▶ [TEXTABSCHNITT]:
____________________
# 2-Achsen-Steuerung



## Yogixxx (28 August 2009)

Hallo Ihr!
Da ich neu im Forum bin, weiß ich nicht so ganz genau, wo mein Beitrag ganau hin soll... sonst müßt ihr ihn verschieben!...

Folgendes Problem stellt sich mir seid kurzem:

Ich soll eine Steuerung entwerfen, welche eine 2-Achsen-Steuerung (vielleicht später auf 3-Achsen erweitern) durchführen kann. Mit Bedienoberfläche und Kopierschutz.
Die Aufgaben der Steuerung soll relativ simple sein, so soll zB ein Sinus oder andere Formen abgefahren werden können.

Meine Frage ist nun, mit welchem Programm würdet ihr das realisieren? (TwinCat ist zB vorhanden)
Welche zugehörige Hardware würdet ihr empfehlen (Beckhoff-Klemmen?)

Und nicht das einer hier glaubt, ich wollte jetzt die ganze Arbeit durch das Forum erledigen! Ich will hier nur Anregungen finden, welches Programm oder Hardware empfehlenswert für die Aufgabenstellung ist.
Nachher bei der Programmierung werde ich sicher nochmals fragen müssen, aber das steht momentan noch nicht im Raum.

Könnt ihr mir da weiter helfen?

DANKE, Yogixxx


----------



## Beren (28 August 2009)

*gelöscht*


----------



## Yogixxx (28 August 2009)

ja, das ist doch schon mal was... Habe ich auch schon von gehört...
Wenn noch jemand was dazu sagen kann, immer her mit den Vorschlägen!!!


----------



## Beren (28 August 2009)

*gelöscht*


----------



## Ralle (28 August 2009)

Wenn ihr TwinCat habt, dann würde ich eher die Optionen von TwinCat ansehen. Entweder Twincat PTP, da müßte man dann aber sowas wie Sinus, Interpolation etc. selbst machen, oder besser TwinCat NC I, da hat man dann auch NC-Funktionalitä wie M- und H-Funktionen, Interpolation etc.


----------



## Beren (28 August 2009)

*gelöscht*


----------



## Yogixxx (28 August 2009)

Beren schrieb:


> Was willst Du denn genau machen?
____________________
▶ [ZU BEARBEITENDE AUFGABEN]:
1/ Erläutern Sie anhand der Forumsdiskussion, weshalb Ralle TwinCat NC I gegenüber TwinCat PTP für die bessere Wahl hält.
2/ Geben Sie den Absatz der Forumsdiskussion, der mit „Ich soll eine Steuerung entwerfen“ beginnt, als knappe Stichpunktliste mit seinen wesentlichen Angaben wieder.

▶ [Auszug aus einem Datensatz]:
____________________
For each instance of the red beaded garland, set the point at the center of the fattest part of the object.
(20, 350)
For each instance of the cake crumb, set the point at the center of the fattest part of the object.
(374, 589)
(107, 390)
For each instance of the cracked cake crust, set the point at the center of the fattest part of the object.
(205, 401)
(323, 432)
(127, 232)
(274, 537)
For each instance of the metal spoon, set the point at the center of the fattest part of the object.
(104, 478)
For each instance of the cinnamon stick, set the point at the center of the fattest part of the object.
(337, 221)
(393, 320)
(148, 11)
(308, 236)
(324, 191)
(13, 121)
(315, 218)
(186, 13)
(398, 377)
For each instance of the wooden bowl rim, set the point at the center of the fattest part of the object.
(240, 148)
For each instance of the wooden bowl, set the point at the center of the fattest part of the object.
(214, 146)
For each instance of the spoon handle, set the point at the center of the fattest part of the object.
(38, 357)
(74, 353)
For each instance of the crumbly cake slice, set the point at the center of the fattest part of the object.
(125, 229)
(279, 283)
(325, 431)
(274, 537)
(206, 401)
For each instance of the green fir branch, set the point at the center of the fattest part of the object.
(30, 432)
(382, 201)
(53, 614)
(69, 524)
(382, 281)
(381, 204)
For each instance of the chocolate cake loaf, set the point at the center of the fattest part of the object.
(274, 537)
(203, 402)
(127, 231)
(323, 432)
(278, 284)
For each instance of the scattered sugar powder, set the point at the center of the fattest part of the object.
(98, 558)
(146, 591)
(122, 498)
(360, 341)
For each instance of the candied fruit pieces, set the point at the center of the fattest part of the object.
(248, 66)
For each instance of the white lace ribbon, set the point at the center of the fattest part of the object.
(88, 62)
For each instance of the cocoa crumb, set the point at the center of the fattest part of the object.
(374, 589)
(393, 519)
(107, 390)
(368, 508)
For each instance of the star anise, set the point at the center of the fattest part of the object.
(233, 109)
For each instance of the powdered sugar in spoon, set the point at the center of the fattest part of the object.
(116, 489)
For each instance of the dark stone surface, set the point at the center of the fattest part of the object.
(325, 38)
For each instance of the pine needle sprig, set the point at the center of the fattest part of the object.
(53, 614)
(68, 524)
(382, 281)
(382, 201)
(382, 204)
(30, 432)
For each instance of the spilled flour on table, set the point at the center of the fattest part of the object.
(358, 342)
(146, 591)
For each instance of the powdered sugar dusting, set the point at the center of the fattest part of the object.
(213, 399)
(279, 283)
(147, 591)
____________________
▶ [LÖSUNGEN IM ÜBERBLICK]:
1/ Bei TwinCat PTP müsste man Funktionen wie Sinus und Interpolation selbst umsetzen. TwinCat NC I bietet dagegen bereits NC-Funktionalität wie M- und H-Funktionen sowie Interpolation.

2/
- Entwurf einer 2-Achsen-Steuerung, eventuell später auf 3 Achsen erweiterbar
- Mit Bedienoberfläche und Kopierschutz
- Relativ einfache Aufgaben, z. B. das Abfahren eines Sinus oder anderer Formen